Extract each line of the entries below that contains the string "inside". Treat uppercase and lowercase letters as distinct when matching.

__Material for this exercise__
-- start --

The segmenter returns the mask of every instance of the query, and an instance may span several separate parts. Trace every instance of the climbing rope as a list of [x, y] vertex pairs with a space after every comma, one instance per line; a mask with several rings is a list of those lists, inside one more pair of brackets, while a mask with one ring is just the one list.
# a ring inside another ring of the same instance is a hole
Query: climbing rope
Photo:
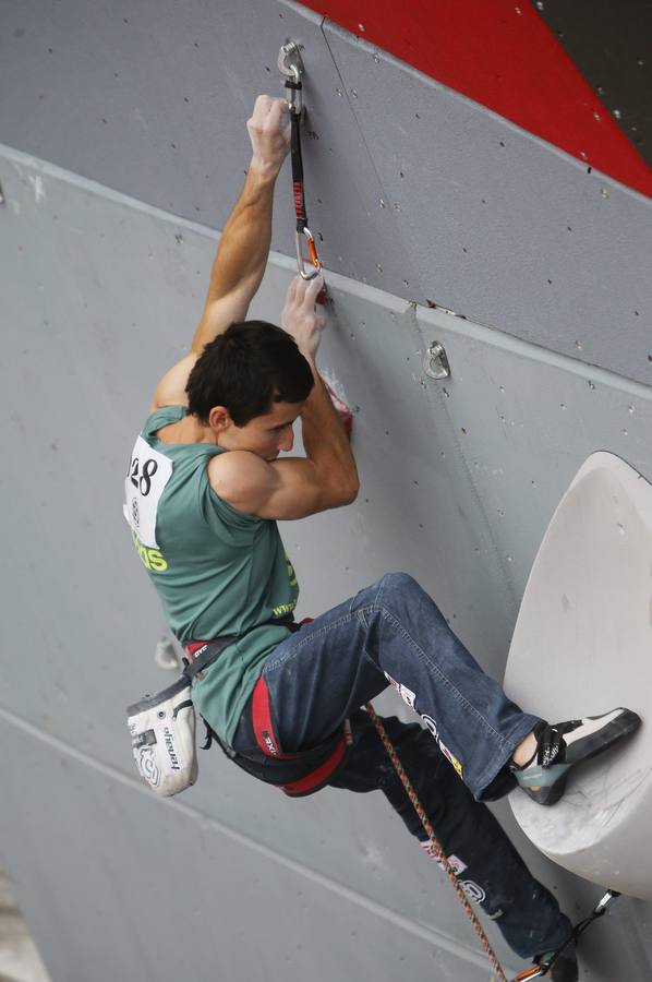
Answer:
[[435, 859], [440, 864], [440, 866], [443, 867], [444, 872], [446, 873], [448, 879], [452, 884], [452, 887], [455, 889], [455, 893], [458, 896], [460, 903], [464, 908], [467, 915], [470, 918], [471, 923], [473, 924], [473, 929], [480, 939], [480, 944], [484, 948], [486, 957], [488, 958], [488, 960], [492, 965], [492, 968], [494, 970], [494, 978], [495, 978], [496, 982], [508, 982], [507, 975], [505, 974], [505, 972], [503, 971], [503, 969], [500, 967], [500, 962], [498, 961], [498, 958], [496, 957], [496, 954], [491, 946], [490, 939], [486, 936], [486, 934], [484, 933], [484, 931], [482, 929], [482, 924], [478, 920], [478, 917], [473, 912], [473, 908], [471, 907], [471, 905], [469, 903], [469, 900], [467, 899], [467, 896], [460, 885], [460, 882], [455, 874], [455, 870], [448, 862], [448, 859], [442, 848], [442, 843], [435, 836], [435, 830], [433, 829], [433, 826], [432, 826], [427, 815], [425, 814], [425, 809], [421, 804], [421, 802], [416, 795], [416, 792], [414, 791], [414, 787], [413, 787], [410, 778], [406, 774], [406, 771], [403, 769], [403, 765], [401, 764], [401, 762], [398, 758], [396, 749], [395, 749], [394, 744], [391, 743], [391, 740], [387, 735], [387, 731], [385, 730], [385, 727], [381, 722], [381, 719], [371, 703], [366, 704], [365, 709], [373, 720], [374, 727], [376, 728], [376, 732], [377, 732], [378, 736], [381, 738], [381, 740], [383, 741], [383, 746], [387, 751], [387, 756], [394, 764], [394, 769], [398, 774], [398, 776], [402, 782], [402, 786], [406, 789], [408, 798], [410, 799], [410, 801], [412, 802], [412, 804], [414, 806], [414, 811], [419, 815], [421, 824], [423, 825], [423, 827], [425, 829], [425, 834], [427, 835], [427, 837], [431, 841], [433, 852], [435, 853]]
[[[307, 215], [305, 212], [303, 159], [301, 156], [301, 110], [303, 91], [301, 75], [303, 74], [303, 59], [301, 58], [299, 46], [294, 41], [288, 40], [281, 46], [278, 55], [278, 68], [286, 76], [285, 87], [288, 105], [290, 107], [290, 121], [292, 125], [290, 157], [292, 160], [292, 195], [294, 199], [294, 213], [297, 215], [297, 227], [294, 229], [297, 267], [303, 279], [314, 279], [322, 270], [322, 263], [317, 255], [314, 236], [307, 225]], [[306, 271], [305, 260], [303, 258], [304, 239], [307, 244], [310, 262], [313, 265], [313, 268], [310, 271]]]
[[[423, 825], [423, 827], [425, 829], [425, 834], [427, 835], [427, 837], [430, 839], [430, 845], [434, 852], [435, 859], [437, 860], [437, 862], [439, 863], [439, 865], [446, 873], [448, 879], [452, 884], [452, 887], [455, 889], [455, 893], [458, 896], [460, 903], [464, 908], [464, 911], [467, 912], [469, 919], [471, 920], [471, 923], [473, 924], [473, 929], [480, 939], [480, 944], [484, 948], [486, 957], [488, 958], [488, 960], [492, 965], [492, 968], [494, 971], [494, 979], [496, 980], [496, 982], [508, 982], [508, 979], [500, 967], [500, 962], [498, 961], [496, 954], [491, 946], [490, 939], [487, 938], [486, 934], [484, 933], [484, 931], [482, 929], [482, 924], [478, 920], [478, 917], [473, 912], [473, 908], [471, 907], [471, 905], [469, 903], [469, 901], [464, 895], [463, 888], [462, 888], [459, 879], [456, 876], [455, 870], [452, 869], [452, 866], [448, 862], [446, 854], [444, 853], [442, 843], [435, 836], [435, 830], [433, 829], [433, 826], [432, 826], [427, 815], [425, 814], [425, 809], [421, 804], [419, 797], [414, 790], [414, 787], [413, 787], [410, 778], [408, 777], [408, 775], [405, 771], [403, 765], [401, 764], [401, 762], [399, 759], [399, 756], [396, 752], [396, 749], [395, 749], [391, 740], [387, 735], [387, 731], [385, 730], [385, 727], [383, 726], [376, 710], [374, 709], [374, 707], [372, 706], [371, 703], [367, 703], [364, 708], [371, 716], [374, 727], [376, 728], [376, 732], [377, 732], [378, 736], [381, 738], [381, 740], [383, 741], [383, 746], [385, 747], [385, 750], [387, 752], [387, 756], [391, 761], [391, 763], [394, 765], [394, 769], [396, 770], [397, 775], [399, 776], [401, 783], [402, 783], [403, 788], [406, 789], [406, 793], [407, 793], [408, 798], [410, 799], [410, 801], [412, 802], [412, 805], [414, 806], [414, 811], [419, 815], [421, 824]], [[593, 923], [593, 921], [597, 920], [597, 918], [601, 918], [605, 913], [607, 906], [612, 902], [612, 900], [615, 900], [615, 898], [619, 897], [619, 896], [620, 896], [620, 894], [618, 894], [617, 890], [607, 890], [606, 894], [604, 895], [604, 897], [602, 898], [602, 900], [597, 903], [597, 906], [589, 914], [589, 917], [584, 918], [583, 921], [579, 921], [575, 925], [575, 927], [570, 932], [569, 936], [566, 938], [566, 941], [563, 942], [563, 944], [559, 945], [558, 948], [556, 948], [554, 951], [552, 951], [550, 955], [547, 955], [544, 958], [544, 960], [539, 962], [539, 965], [535, 965], [532, 968], [527, 969], [524, 972], [519, 972], [518, 975], [515, 975], [515, 978], [511, 980], [511, 982], [529, 982], [530, 979], [540, 979], [543, 975], [547, 975], [547, 973], [554, 966], [555, 961], [557, 961], [557, 959], [559, 958], [562, 953], [568, 947], [568, 945], [571, 942], [577, 942], [580, 934], [582, 934], [587, 930], [587, 927]]]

-- end --

__Task answer__
The segmenter returns the mask of every instance of the query, and an instance may span several separate parts. Trace every instance of the climbing rope as a list of [x, y] vertex pairs with a space after every comma, one instance per line; a mask with several rings is a list of those lists, inside one more pair of brackets, while a mask with one ring is just the one list.
# a ring inside another ring of the same instance is a hole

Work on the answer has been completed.